Source extract
::::::::::
Yale University said computer science professor David Gelernter will not teach while it reviews his conduct, after newly released documents tied to Jeffrey Epstein showed Gelernter recommended an undergraduate to Epstein in an email describing her appearance. The university said it does not condone the professor’s conduct or “his described manner of providing recommendations” for students, and that the professor’s conduct is under review.
The university’s decision came after the U.S. Justice Department released a trove of Epstein-related documents in late January, according to the messages described in the records. The materials included correspondence between Gelernter and Epstein on topics including business and art.
One email, dated October 2011, described Gelernter’s selection of a Yale senior for a job connected to Epstein. In the email, Gelernter wrote that he had an “editoress” in mind for a job and described her as a “v small good-looking blonde,” language that was cited in the newly released documents.
Gelernter later defended that email in a message sent last week to Jeffrey Brock, dean of Yale’s School of Engineering & Applied Science, according to the Yale Daily News. The newspaper reported that Gelernter also forwarded the email to the student newspaper.
::::::::::
[Region pointing data]
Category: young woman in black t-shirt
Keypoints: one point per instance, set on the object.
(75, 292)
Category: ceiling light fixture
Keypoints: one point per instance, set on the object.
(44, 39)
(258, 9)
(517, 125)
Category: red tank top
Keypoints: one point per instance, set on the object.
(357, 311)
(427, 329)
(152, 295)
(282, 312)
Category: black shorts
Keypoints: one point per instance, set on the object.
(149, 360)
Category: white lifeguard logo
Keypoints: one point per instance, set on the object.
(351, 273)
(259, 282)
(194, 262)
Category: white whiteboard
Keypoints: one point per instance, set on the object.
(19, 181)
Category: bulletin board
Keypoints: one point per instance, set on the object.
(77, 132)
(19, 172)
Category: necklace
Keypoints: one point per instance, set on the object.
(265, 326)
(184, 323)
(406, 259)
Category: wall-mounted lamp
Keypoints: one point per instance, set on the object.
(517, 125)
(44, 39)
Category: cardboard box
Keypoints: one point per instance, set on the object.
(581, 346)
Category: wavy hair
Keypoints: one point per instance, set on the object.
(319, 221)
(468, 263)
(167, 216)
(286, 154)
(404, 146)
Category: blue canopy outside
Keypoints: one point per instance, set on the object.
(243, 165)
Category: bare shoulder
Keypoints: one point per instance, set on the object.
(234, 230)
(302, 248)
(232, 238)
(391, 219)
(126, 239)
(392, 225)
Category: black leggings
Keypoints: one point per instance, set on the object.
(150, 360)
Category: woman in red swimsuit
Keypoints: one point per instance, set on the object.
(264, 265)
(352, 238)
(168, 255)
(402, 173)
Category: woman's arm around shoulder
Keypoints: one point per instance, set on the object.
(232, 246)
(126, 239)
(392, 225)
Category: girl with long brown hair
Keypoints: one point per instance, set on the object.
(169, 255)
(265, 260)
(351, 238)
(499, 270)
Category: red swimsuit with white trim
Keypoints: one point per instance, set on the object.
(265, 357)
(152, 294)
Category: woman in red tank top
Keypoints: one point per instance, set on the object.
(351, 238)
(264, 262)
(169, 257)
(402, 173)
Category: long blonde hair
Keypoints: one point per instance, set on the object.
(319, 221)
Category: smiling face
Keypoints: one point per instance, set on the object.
::::::::::
Check your understanding
**A.** Do these statements agree with the article on David Gelernter? For each, answer yes or no and quote the deciding words. (i) The email recommending the student was dated October 2011. (ii) Gelernter sent his defense of the email to the dean of Yale's School of Medicine. (iii) The Justice Department released the documents in late January.
**B.** In the article on David Gelernter, what topics did his correspondence with Epstein include?
**C.** Carry on the article on David Gelernter, picking up after its last sentence.

Expected responses
**A.**
(i) Yes: "One email, dated October 2011, described Gelernter’s selection of a Yale senior for a job connected to Epstein."
(ii) No: "dean of Yale’s School of Engineering & Applied Science"
(iii) Yes: "released a trove of Epstein-related documents in late January"

**B.** Business and art.

**C.**
In his defense, Gelernter wrote to Brock that Epstein was “obsessed with girls” and said he was “keeping ‘the potential boss’s habits in mind.’” He also wrote that he had not meant to dishonor the student and said he had been “very glad” he wrote the note, the report said.
The university said students had been notified that Gelernter would not be teaching, including a notice that he would not teach a class on Tuesday. Kris Aziabor, a senior at Yale from Atkinson, New Hampshire, said students were initially shocked by Gelernter’s links to Epstein and the language used in the emails, and that they found it especially surprising that Gelernter sought to defend his past words and actions.
On Tuesday, Gelernter sent a message to students that again defended the emails and said the messages were the reason he was suspended from teaching the class. In that message, he discussed the 2011 email to Epstein, saying he was recommending a Yale student for a summer job with Epstein’s private bank and that the student wanted the recommendation.
Gelernter wrote that he and the student did not know at the time that Epstein was a convicted sex offender. He also attacked the way the documents were publicized, writing in the student message that the university’s “Smoking Gun” was “a personal, private email” taken from “the dump of Epstein files,” and saying “Gentlemen and ladies don’t read each other’s mail.”
Yale said it declined to provide a copy of Gelernter’s email to Brock, and it said it would not condone the professor’s actions while the review proceeds. Gelernter, 70, did not respond to emails and a phone message left at a public listing was not returned, according to the report.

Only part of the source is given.